**REQUIRED TASKS**
(a) These questions are about the biography of Feargus O'Connor:
(i) In which house and county was he born?
(ii) In what year did his father disinherit him?
(iii) To which country was his uncle Arthur O'Connor banished?
(b) Can you rewrite the part of the Feargus O'Connor biography that opens with the words containing "Feargus O’Connor was" and closes with "the Chartist movement.", changing "eccentric father" to "unconventional father"?
(c) Which of Feargus O'Connor's brothers and uncles does the biography name?

**EXCERPTED PASSAGE**
▶
Feargus O’Connor, 1794 – 1855
Feargus O’Connor came to personify Chartism. More than anyone else, he turned the radical cause into a great national movement. But he was a deeply flawed popular hero. This is his life story.
Feargus O’Connor was a younger son of a very singular Irish family. Born at Connorville House in County Cork on 18 July 1794 (some sources say 1796), O’Connor would later follow his eccentric father in claiming descent from the Kings of Ireland, while allying himself firmly with radical causes, first in Ireland and later more memorably in leading the Chartist movement.
He grew up mostly at Dangan Castle, acquired by his father in the early 1800s and once the childhood home of his later adversary the Duke of Wellington. But his early years were steeped in politics and far from uneventful. In 1817, he and his brother Frank would flee the family home on stolen horses following their father’s arrest for robbery, taking refuge with the London radical MP Francis Burdett. But they would soon return, with O’Connor taking up a place to study law at Trinity College Dublin.
Though his father would disinherit him in 1820 for swearing the oath of allegiance needed to become a member of the bar, in that same year he inherited his uncle Robert Connor’s estates. The money he thus acquired enabled him to live the life of a gentleman radical, financially and politically independent, able to pursue his interests without the need to earn a living.
Feargus O’Connor’s family
Feargus O’Connor’s family is remarkable. They claimed to be descended from 12th-century Irish king Ruaidrí Ua Conchobair, though evidence for this is, to be generous, sparse. More credibly, they had arrived in County Cork in the 1650s during Cromwell’s conquest of Ireland, and become wealthy first through trade and subsequently as landowners. Protestant in religion, they included in their number both ardent nationalists and committed pro-British loyalists.
Feargus O’Connor’s uncle, Arthur O’Connor, was a prominent figure in the United Irishmen. A member of the Irish Parliament (1790-95), he was arrested in 1798 on the eve of a republican rebellion, and banished to France, where the future Emperor Napoleon appointed him General of an Irish division readying itself for an invasion of Ireland that never happened.
◀
**RECORD SET**
▶
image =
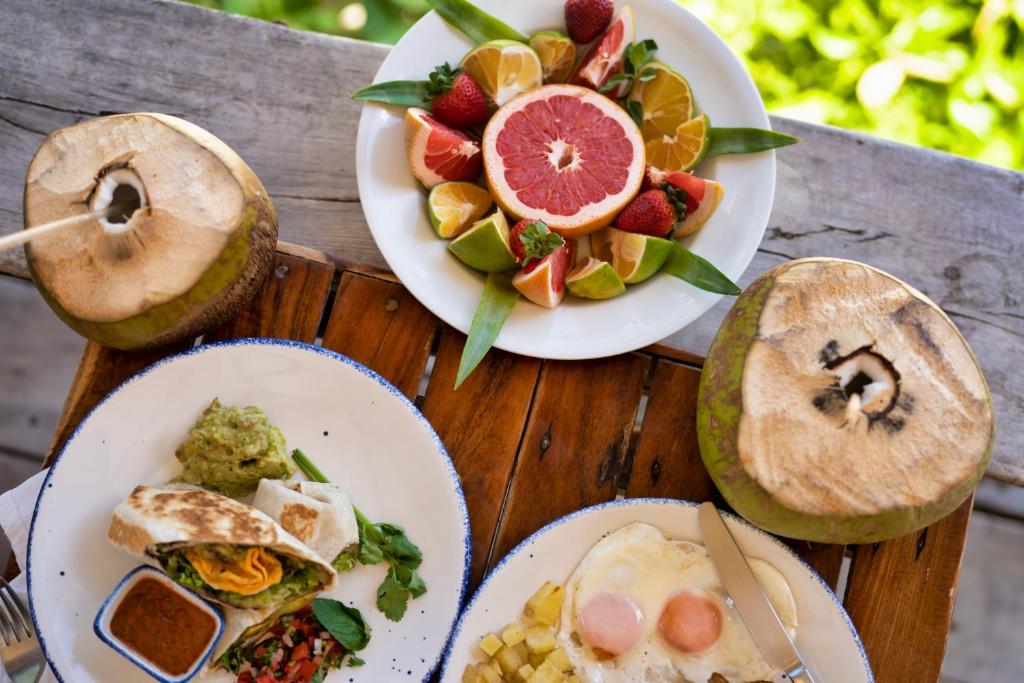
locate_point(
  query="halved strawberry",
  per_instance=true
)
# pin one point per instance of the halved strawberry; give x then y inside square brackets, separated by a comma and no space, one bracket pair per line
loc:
[605,57]
[437,153]
[702,197]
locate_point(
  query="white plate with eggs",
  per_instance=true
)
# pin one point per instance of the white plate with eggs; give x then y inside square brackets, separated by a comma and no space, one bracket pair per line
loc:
[611,549]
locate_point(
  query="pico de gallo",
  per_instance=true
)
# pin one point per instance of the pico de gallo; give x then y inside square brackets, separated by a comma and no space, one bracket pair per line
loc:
[296,647]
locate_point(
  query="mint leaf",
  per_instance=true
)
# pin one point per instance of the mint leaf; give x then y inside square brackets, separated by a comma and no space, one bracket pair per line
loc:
[345,624]
[539,241]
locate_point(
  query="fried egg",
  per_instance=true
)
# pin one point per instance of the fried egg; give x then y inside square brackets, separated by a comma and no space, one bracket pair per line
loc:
[644,607]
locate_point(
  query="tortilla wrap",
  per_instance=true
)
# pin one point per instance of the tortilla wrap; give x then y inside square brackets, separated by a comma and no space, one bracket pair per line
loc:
[317,514]
[160,525]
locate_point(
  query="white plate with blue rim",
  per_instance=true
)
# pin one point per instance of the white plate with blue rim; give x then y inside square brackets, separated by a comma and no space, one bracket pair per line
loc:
[358,428]
[825,637]
[394,203]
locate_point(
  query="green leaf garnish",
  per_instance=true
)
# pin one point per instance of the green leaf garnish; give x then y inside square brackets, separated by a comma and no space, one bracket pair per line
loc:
[440,80]
[381,543]
[496,304]
[539,241]
[345,624]
[635,110]
[745,140]
[476,24]
[406,93]
[698,271]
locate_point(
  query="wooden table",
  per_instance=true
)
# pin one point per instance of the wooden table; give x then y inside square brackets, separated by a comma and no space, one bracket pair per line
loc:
[534,440]
[280,97]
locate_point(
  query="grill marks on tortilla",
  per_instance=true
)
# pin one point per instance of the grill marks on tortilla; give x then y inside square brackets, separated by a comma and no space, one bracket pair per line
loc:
[299,520]
[544,144]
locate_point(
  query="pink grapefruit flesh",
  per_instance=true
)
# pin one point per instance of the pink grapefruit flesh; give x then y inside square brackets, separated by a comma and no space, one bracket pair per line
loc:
[563,155]
[605,57]
[544,282]
[437,153]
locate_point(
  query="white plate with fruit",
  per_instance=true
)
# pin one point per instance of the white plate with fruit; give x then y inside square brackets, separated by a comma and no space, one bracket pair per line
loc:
◀
**RESPONSES PER TASK**
(a)
(i) Connorville House, in County Cork.
(ii) 1820.
(iii) France.

(b)
Feargus O’Connor was a younger son of a very singular Irish family. Born at Connorville House in County Cork on 18 July 1794 (some sources say 1796), O’Connor would later follow his unconventional father in claiming descent from the Kings of Ireland, while allying himself firmly with radical causes, first in Ireland and later more memorably in leading the Chartist movement.

(c)
- Frank (brother)
- Robert Connor (uncle)
- Arthur O'Connor (uncle)